• [EXTRACT PROVIDED]:

^^^^

40. According to the authorities, the overcrowding was largely the result of the

intensification of the violence in the south-east since July 2015, and of the massive influx

following the attempted coup in July 2016. In order to absorb this influx, several new

penitentiaries were being constructed. While the Special Rapporteur welcomes the

authorities’ efforts to alleviate the overcrowding through the construction of new detention

facilities, he also encourages the Government to consider alternative law enforcement

measures to deprivation of liberty.

3. General conditions of detention

41. The overcrowding observed negatively affected various aspects of the general

conditions of detention, including access to work, training, recreational and cultural

activities, and visits and phone calls with family members and lawyers, all of which are

important for the well-being and rehabilitation of inmates.

42. While distance learning was available to all inmates, the Special Rapporteur is

particularly concerned about the lack of schooling and insufficient access to recreational

activities for juvenile pretrial detainees whom he visited in the juvenile section of the E-

type closed prisons in Diyarbakır. Also, adult inmates under high-security regimes were not

allowed to work at all.

43. The Special Rapporteur welcomes the fact that, with the exception of persons in

police custody, yards were accessible to all inmates and open for most of the day in all the

detention centres he visited.

44. In most of the facilities visited, cells and common areas were cold. According to

consistent testimonies from inmates, although the physical heating infrastructure seemed

adequate, the heating reportedly was turned on only during the night.

45. The majority of facilities visited, with the exception of the police holding cells, had

adequate ventilation or an adequate supply of fresh air, as well as sufficient natural and

artificial light in the cells.

^^^^

• [Dataset entries]:
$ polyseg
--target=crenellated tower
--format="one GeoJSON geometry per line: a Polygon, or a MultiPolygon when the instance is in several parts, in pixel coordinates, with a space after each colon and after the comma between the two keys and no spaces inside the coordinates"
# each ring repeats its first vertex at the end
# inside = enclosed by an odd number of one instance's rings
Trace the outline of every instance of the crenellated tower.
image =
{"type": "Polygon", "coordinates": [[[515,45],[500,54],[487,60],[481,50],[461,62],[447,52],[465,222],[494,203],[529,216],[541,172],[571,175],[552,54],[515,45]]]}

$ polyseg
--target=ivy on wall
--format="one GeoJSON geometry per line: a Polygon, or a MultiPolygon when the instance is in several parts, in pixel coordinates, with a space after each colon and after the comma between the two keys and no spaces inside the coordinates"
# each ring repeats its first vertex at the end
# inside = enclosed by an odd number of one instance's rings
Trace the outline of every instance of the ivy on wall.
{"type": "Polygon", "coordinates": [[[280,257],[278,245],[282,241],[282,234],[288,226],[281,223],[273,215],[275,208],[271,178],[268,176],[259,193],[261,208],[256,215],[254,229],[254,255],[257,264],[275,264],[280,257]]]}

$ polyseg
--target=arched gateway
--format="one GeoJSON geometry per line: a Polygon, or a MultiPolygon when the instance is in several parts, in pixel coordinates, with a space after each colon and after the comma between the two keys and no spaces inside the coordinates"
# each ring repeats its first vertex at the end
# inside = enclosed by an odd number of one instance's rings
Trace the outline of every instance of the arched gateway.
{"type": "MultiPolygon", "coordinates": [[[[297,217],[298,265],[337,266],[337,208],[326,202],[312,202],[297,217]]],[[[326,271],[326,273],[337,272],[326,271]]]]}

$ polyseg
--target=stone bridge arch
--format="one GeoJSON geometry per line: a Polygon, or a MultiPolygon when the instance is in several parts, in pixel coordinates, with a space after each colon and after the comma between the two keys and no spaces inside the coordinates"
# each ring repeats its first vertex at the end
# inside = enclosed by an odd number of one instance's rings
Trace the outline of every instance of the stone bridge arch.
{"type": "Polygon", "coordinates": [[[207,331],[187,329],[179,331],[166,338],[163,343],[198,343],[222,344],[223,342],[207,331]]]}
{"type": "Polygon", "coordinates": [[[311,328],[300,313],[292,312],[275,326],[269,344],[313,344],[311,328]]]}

^^^^

• [BRIEF]: In the extract on prison conditions, when was the heating reportedly turned on?

• [OUTPUT BELOW]: Only during the night.